▶ Dataset records about object locations
>> begin
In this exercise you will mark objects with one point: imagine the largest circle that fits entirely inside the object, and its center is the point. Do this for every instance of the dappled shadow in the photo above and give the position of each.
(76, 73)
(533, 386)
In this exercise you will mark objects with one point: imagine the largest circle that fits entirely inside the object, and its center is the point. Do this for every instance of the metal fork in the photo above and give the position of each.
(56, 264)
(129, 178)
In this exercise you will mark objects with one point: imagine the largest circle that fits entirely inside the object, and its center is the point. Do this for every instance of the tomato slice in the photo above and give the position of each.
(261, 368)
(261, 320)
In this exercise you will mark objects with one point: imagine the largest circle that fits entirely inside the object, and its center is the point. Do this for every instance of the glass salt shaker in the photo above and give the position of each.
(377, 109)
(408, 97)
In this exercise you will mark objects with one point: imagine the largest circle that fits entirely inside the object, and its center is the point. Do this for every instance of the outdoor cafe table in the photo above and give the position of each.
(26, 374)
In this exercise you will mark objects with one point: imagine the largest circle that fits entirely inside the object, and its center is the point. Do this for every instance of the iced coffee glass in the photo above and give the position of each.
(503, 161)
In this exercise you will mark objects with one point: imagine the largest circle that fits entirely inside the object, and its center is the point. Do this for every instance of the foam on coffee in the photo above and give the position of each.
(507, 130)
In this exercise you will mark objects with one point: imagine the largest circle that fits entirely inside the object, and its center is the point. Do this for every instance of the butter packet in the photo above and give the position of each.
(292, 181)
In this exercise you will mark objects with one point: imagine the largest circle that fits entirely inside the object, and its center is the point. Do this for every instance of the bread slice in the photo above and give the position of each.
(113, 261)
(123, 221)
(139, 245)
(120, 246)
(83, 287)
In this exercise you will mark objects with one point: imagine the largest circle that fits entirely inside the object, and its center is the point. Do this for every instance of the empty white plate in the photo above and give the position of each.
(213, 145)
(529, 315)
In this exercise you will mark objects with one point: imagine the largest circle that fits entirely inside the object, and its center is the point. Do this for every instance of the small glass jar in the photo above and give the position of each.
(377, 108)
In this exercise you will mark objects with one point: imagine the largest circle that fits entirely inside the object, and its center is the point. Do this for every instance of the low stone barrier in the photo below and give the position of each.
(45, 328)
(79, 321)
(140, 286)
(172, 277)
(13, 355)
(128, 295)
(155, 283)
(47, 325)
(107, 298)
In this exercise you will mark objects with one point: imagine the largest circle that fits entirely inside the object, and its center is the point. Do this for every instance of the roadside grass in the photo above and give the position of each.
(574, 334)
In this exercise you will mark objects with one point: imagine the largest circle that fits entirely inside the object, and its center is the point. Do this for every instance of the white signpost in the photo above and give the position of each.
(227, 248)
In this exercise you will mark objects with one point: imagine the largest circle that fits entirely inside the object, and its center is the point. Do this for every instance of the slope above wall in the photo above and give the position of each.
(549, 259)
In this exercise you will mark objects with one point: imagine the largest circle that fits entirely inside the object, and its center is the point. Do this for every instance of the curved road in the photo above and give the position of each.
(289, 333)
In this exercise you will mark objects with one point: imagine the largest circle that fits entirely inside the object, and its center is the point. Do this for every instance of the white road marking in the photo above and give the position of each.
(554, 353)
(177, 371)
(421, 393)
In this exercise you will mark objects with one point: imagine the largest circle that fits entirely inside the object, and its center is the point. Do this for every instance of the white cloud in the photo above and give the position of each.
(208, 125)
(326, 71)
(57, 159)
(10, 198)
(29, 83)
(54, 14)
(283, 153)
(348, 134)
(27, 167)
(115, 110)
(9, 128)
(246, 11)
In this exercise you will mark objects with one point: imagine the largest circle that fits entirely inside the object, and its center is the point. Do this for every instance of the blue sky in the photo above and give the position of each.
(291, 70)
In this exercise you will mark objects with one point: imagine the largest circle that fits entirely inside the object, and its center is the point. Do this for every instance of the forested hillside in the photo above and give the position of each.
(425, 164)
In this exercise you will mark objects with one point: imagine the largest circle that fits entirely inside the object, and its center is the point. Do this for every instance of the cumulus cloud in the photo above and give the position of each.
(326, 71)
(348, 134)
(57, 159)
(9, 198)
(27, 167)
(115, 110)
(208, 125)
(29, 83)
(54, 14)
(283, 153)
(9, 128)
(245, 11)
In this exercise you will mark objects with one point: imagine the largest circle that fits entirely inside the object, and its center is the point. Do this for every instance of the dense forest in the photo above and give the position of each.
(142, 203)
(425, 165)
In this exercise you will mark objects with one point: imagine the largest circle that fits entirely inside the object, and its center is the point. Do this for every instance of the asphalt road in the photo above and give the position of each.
>> end
▶ Set problem
All of the data needs to be reproduced exactly, with no line missing.

▶ Response to this exercise
In this exercise you will mark objects with one point: imagine the largest circle that fits entirely inside the object, and its center is the point. Do this for every instance of the dappled shadow in the photo above and give the position of each.
(76, 73)
(533, 386)
In this exercise you will mark objects with one point: imagine the largest circle that fits entirely inside the object, and its center is the point. Do this for every instance of the metal fork in the photo above and give the position of each.
(56, 264)
(129, 178)
In this exercise you will mark objects with one point: imagine the largest circle that fits entirely inside the object, and its center is the point. Do this for every instance of the tomato slice in the photo above and give the position of each.
(261, 368)
(261, 320)
In this exercise you will mark objects with one point: imagine the largest circle that fits entirely inside the object, and its center is the point. Do this for every instance of the glass salt shaker in the photo above and give the position of each.
(377, 109)
(408, 97)
In this exercise you will mark objects with one point: imagine the largest circle that fits entirely inside the object, and its center is the point. Do this for every instance of the outdoor cafe table in the photo above and give the position of each.
(26, 374)
In this exercise you will mark objects with one point: imagine the largest circle that fits entirely inside the object, and its center is the point. Do this for every instance of the iced coffee glass in the photo above and give the position of each.
(503, 161)
In this exercise you will mark objects with one point: imagine the largest circle that fits entirely inside the object, and its center is the point. Do this for every instance of the foam on coffee in the photo above and give the position of each.
(507, 130)
In this exercise you will mark objects with one point: imagine the largest circle that fits entirely inside the object, and its center is the point. Do this for every instance of the butter packet in the photo above and give the position of each.
(292, 181)
In this exercise you will mark objects with one point: imagine the largest circle that fits entirely inside the object, and its center is the point. Do this for every instance of the bread slice in the photo above and give the position of each.
(113, 261)
(123, 221)
(139, 245)
(120, 246)
(83, 287)
In this exercise you will mark objects with one point: imagine the largest circle that fits entirely inside the object, and its center is the point. Do this for every instance of the empty white plate in the photo above and give the position of each.
(213, 145)
(529, 315)
In this exercise you will mark objects with one point: imagine the largest circle that fits entirely inside the object, and its center is the point. Do this for every instance of the small glass jar in the photo above and give the position of each.
(377, 108)
In this exercise you will mark objects with one point: imagine the largest circle that fits entirely inside the object, and its center is the point. Do this for every instance of the low stone barrier in the photo below and give the position of each.
(45, 328)
(79, 321)
(140, 286)
(172, 277)
(13, 355)
(128, 295)
(155, 283)
(47, 325)
(107, 298)
In this exercise you will mark objects with one point: imagine the largest circle that fits entirely inside the object, and its center is the point. Do this for every instance of the roadside grass in the photo above and give the position of each.
(574, 334)
In this exercise you will mark objects with one point: imagine the largest circle that fits entirely inside the object, and its center is the point. Do this for every instance of the white signpost in the photo above and give the position of each.
(227, 248)
In this exercise you will mark objects with one point: imagine the largest circle that fits entirely inside the object, and its center is the point. Do this for every instance of the slope above wall in the photo above and give the position of each.
(549, 259)
In this exercise you will mark objects with one point: imagine the largest circle that fits entirely inside the object, and its center is the point. Do this for every instance of the curved road in the photo above and give the position of each.
(289, 333)
In this exercise you will mark objects with one point: imagine the largest circle that fits entirely inside the object, and its center is the point. Do this for every instance of the white road marking in the photo above and give the position of each.
(554, 353)
(177, 371)
(421, 393)
In this exercise you will mark objects with one point: imagine the largest circle that fits entirely inside the object, and its center is the point. Do this for every instance of the white cloud in the photo above and give the position of each.
(208, 125)
(326, 71)
(57, 159)
(10, 198)
(29, 83)
(54, 14)
(283, 153)
(348, 134)
(27, 167)
(115, 110)
(9, 128)
(246, 11)
In this exercise you will mark objects with one point: imagine the largest circle that fits entirely inside the object, and its center is the point. Do this for every instance of the blue sky in the photo above and give the position of each.
(291, 70)
In this exercise you will mark objects with one point: imagine the largest circle that fits entirely inside the object, and its center is the point. Do this for every instance of the forested hillside in the photo above and give the position of each.
(425, 164)
In this exercise you will mark objects with one point: imagine the largest circle that fits entirely inside the object, and its center is the point. Do this for every instance of the cumulus cloud in the photo above and give the position of each.
(326, 71)
(348, 134)
(57, 159)
(9, 198)
(27, 167)
(115, 110)
(208, 125)
(29, 83)
(54, 14)
(283, 153)
(9, 128)
(245, 11)
In this exercise you will mark objects with one point: imagine the largest circle that fits entirely inside the object, and its center is the point. Do this for every instance of the dense forest in the photo above and give the position of each.
(142, 203)
(425, 165)
In this exercise you will mark objects with one point: imagine the largest circle that fits entirely inside the object, and its center is the point. Do this for every instance of the asphalt road in the photo above and give the position of each.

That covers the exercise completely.